- EXTRACTED TEXT -

Pnin , Vladimir Nabokov

Everything else aside, poor Professor Timofey Pnin is probably our favorite émigré of all time. Bumbling and bewildered, he makes his way unsteadily through his tenure at the fictional Waindell College, beleaguered at every turn by a set of tragicomic difficulties — not least the increasingly scornful narrator of the novel. Nabokov’s excellent storytelling and wordplay aside, as you watch Pnin fighting for respectability, or even a firm grasp on his surroundings, you can’t help but fall in love with him.

Call It Sleep , Henry Roth

Well, it’s right there on the cover. As Lis Harris said, this underrated classic is “arguably the most distinguished work of fiction ever written about immigrant life… Surely the most lyrically authentic novel in American literature about a young boy’s coming to consciousness.” The story of an Austrian-Jewish immigrant family living on the Lower East Side in the early 20th century, Roth’s 1934 novel is a piercing look at city life, depravity, and identity.

The Russian Debutante’s Handbook , Gary Shteyngart

Vladimir Girshkin just wants to figure out who he is — neurotic kid trying to prove his worth to his parents or Russian gangster — but he has a ways to go before he gets an inkling. Manic, often absurdist, and lots of fun, Shteyngart’s debut novel is also one of his best, told in his signature quirky, ironic tone with more than a hint of social commentary.

My Antonia , Willa Cather

We tend not to think of immigrant novels as taking place on the Nebraskan plain, but Cather’s elegy to American pioneers is one of our favorites — mostly for Ántonia Shimerda, the daughter of a Bohemian immigrant, a strong and willful woman trying to overcome not only her modest birth but her gender in this new strange country.

My New American Life , Francine Prose

In Prose’s most recent novel, a 26-year-old Albanian woman named Lula, at the tail-end of her visa, takes a job looking after a disaffected teenage boy in New Jersey. Life is cushy for a while, but that heritage of hers soon comes around, asking her to do it dangerous favors. Darkly comic and bittersweet, Prose paints a shrewd portrait of immigrant life post-9/11.

The Brief Wondrous Life of Oscar Wao , Junot Díaz

Somehow, Díaz’s Pulitzer Prize-winning debut novel manages to be both a nonstop romp and a serious, far-reaching story all at once. Filled with increasingly clever slang, traditional Dominican curses (and counter-curses), and at least one bloodthirsty dictator, the novel chronicles the lives of Oscar, the chubby Dominican nerd, his runaway sister, Lola, and Yunior de Las Casas, our narrator as they grow up in New Jersey, both plagued and fulfilled by their national history.

- RECORDS -
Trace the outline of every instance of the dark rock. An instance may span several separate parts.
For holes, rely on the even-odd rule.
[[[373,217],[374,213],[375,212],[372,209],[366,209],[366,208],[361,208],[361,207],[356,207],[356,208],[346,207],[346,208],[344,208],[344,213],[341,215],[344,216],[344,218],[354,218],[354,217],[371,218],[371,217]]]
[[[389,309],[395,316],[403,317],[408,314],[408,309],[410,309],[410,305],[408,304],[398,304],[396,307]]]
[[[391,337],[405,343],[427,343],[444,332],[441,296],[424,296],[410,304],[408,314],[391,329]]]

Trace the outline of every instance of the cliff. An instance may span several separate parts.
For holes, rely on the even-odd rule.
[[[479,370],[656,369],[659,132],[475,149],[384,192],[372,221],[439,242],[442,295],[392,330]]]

- PROBLEM TO WORK ON -
Retype the stretch of the book list from "Well, it’s right" through "depravity, and identity.". The data plays no part in what is asked here.

- ANSWER SECTION -
Well, it’s right there on the cover. As Lis Harris said, this underrated classic is “arguably the most distinguished work of fiction ever written about immigrant life… Surely the most lyrically authentic novel in American literature about a young boy’s coming to consciousness.” The story of an Austrian-Jewish immigrant family living on the Lower East Side in the early 20th century, Roth’s 1934 novel is a piercing look at city life, depravity, and identity.